■ **Written exercise**: From the rows below, copy out each line that contains the word "above".

[START OF Listed records]

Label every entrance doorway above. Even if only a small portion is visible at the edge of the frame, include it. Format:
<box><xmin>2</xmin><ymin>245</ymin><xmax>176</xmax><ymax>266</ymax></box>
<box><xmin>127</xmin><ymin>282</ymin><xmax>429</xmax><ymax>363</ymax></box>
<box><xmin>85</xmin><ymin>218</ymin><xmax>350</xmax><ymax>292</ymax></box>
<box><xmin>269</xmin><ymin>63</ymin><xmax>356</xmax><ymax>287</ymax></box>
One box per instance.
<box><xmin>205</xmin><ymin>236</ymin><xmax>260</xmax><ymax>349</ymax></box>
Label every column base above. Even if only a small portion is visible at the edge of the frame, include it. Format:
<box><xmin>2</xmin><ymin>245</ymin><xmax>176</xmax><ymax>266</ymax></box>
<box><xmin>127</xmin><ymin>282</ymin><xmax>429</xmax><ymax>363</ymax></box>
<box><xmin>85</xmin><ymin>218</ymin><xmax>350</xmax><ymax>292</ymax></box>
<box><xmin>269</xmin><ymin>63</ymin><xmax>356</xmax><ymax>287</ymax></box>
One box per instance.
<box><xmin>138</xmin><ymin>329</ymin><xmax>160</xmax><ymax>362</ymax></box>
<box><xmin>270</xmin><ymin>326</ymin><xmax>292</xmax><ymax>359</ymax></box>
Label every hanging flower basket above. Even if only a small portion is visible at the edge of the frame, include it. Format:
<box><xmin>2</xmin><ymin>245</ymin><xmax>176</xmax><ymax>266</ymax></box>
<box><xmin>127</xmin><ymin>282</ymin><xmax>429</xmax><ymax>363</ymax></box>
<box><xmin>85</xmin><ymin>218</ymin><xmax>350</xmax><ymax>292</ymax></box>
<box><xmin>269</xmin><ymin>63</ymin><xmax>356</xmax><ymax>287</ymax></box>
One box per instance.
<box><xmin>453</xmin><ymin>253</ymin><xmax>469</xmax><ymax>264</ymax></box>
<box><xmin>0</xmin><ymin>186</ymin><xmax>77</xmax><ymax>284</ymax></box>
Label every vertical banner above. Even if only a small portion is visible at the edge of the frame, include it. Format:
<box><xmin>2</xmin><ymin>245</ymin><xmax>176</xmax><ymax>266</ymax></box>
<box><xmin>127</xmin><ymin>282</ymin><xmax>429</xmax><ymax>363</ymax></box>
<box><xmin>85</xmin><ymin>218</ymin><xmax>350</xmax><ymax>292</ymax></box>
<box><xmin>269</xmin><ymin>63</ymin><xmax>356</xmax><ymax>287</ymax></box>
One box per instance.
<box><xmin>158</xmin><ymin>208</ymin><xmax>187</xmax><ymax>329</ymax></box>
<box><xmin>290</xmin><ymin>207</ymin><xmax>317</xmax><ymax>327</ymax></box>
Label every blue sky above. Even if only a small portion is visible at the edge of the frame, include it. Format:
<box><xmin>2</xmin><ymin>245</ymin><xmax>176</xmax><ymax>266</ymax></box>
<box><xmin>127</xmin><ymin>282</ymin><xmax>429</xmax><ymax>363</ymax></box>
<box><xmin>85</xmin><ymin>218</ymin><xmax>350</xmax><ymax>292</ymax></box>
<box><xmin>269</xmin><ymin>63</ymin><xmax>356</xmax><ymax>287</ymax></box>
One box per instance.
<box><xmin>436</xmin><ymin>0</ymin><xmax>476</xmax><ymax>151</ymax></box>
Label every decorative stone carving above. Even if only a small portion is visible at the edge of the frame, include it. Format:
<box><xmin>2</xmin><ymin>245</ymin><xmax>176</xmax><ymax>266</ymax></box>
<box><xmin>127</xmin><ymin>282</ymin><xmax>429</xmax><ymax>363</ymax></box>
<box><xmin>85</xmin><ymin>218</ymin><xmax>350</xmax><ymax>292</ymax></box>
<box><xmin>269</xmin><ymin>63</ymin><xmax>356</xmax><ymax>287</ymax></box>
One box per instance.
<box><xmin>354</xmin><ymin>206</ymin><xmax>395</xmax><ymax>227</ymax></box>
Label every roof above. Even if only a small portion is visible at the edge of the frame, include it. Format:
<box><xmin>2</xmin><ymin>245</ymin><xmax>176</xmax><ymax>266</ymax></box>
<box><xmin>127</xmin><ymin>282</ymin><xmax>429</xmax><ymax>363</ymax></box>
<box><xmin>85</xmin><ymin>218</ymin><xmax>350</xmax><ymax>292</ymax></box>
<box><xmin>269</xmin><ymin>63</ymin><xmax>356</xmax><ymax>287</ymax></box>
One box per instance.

[END OF Listed records]

■ **Solved problem**:
Label every entrance doorway above. Even if only a small portion is visible at the edge of the frame, include it. Format:
Label every column base above. Even if only a small portion is visible at the edge of the frame, include it. Format:
Label every hanging flower basket above. Even if only a small portion is visible at the edge of the frame, include it. Format:
Label every vertical banner above. Even if only a small portion is visible at the edge of the frame, include it. Format:
Label every blue sky above. Even if only a small portion is visible at the edge of the frame, include it. Format:
Label every decorative stone carving above. Even if only a small portion is visible at the edge of the frame, include it. Format:
Label every roof above. Even if only a small portion is visible at the edge of the frame, include it. Format:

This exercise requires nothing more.